§ **Görev**:
Aşağıdaki satırlardan "Practice step: locate the lamp" ifadesini içeren satırdan başlayıp "x=632, y=771" ifadesini içeren satır da dahil olmak üzere o satıra kadar olanları, hiçbir değişiklik yapmadan aynen kopyalayın.

··· Kayıtlı Satırlar ···

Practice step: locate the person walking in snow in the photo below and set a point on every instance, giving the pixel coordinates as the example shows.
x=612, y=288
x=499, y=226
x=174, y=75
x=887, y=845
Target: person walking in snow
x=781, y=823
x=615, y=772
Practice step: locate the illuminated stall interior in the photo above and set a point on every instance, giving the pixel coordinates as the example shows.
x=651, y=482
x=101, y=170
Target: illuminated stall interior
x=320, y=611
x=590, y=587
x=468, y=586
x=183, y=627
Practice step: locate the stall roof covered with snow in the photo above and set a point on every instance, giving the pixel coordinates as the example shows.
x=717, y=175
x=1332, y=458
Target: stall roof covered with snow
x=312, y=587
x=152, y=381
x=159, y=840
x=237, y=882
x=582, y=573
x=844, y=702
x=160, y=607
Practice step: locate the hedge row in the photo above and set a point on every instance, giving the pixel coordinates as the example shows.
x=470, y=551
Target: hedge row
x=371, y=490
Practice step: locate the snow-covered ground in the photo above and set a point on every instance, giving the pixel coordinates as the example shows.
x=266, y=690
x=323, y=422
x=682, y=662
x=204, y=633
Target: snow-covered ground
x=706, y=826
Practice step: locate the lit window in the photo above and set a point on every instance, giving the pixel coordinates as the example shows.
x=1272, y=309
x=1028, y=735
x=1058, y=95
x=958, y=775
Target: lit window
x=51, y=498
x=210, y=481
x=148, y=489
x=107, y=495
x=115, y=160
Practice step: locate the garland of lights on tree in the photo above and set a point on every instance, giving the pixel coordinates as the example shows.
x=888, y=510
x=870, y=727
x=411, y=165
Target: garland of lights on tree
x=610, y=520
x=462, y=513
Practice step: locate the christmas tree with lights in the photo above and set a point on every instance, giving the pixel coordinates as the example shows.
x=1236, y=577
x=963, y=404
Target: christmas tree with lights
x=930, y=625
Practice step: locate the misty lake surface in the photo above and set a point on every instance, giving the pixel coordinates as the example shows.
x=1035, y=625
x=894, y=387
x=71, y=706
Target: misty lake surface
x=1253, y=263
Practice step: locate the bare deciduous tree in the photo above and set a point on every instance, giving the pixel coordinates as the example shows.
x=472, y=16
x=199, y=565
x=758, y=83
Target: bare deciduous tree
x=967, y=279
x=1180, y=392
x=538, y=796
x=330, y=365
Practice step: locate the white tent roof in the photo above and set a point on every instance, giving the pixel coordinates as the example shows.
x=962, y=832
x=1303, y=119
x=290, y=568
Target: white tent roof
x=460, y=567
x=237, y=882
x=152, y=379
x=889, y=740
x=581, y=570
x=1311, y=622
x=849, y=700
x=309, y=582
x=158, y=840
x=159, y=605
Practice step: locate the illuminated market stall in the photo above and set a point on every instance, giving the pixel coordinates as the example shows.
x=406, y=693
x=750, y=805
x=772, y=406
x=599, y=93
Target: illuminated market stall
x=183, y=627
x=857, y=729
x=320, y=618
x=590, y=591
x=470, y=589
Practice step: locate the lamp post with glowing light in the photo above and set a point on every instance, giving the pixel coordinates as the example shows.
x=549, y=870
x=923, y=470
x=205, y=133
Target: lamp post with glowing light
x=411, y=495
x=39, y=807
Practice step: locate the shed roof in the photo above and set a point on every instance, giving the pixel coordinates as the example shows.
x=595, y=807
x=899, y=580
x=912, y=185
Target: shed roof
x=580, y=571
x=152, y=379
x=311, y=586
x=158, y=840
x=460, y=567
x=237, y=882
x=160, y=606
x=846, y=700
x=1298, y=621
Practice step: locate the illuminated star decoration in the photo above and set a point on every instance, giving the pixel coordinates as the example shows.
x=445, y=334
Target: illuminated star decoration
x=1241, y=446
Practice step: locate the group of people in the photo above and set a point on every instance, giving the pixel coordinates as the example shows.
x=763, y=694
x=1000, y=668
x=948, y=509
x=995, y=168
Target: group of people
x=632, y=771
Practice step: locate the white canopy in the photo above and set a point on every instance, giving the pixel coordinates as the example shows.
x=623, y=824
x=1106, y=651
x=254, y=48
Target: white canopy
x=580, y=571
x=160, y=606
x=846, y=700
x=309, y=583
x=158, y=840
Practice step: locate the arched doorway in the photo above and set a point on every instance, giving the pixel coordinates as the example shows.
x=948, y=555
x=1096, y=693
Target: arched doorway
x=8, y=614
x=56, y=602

···

§ **Görev Çıktısı**:
Practice step: locate the lamp post with glowing light in the photo above and set a point on every instance, giving the pixel coordinates as the example shows.
x=549, y=870
x=923, y=470
x=205, y=133
Target: lamp post with glowing light
x=411, y=495
x=39, y=807
Practice step: locate the shed roof in the photo above and set a point on every instance, giving the pixel coordinates as the example shows.
x=595, y=807
x=899, y=580
x=912, y=185
Target: shed roof
x=580, y=571
x=152, y=379
x=311, y=586
x=158, y=840
x=460, y=567
x=237, y=882
x=160, y=606
x=846, y=700
x=1298, y=621
Practice step: locate the illuminated star decoration in the photo above and set a point on every instance, giving the pixel coordinates as the example shows.
x=445, y=334
Target: illuminated star decoration
x=1241, y=446
Practice step: locate the group of people in the photo above and set a point on every instance, giving the pixel coordinates as the example shows.
x=763, y=694
x=1000, y=668
x=948, y=509
x=995, y=168
Target: group of people
x=632, y=771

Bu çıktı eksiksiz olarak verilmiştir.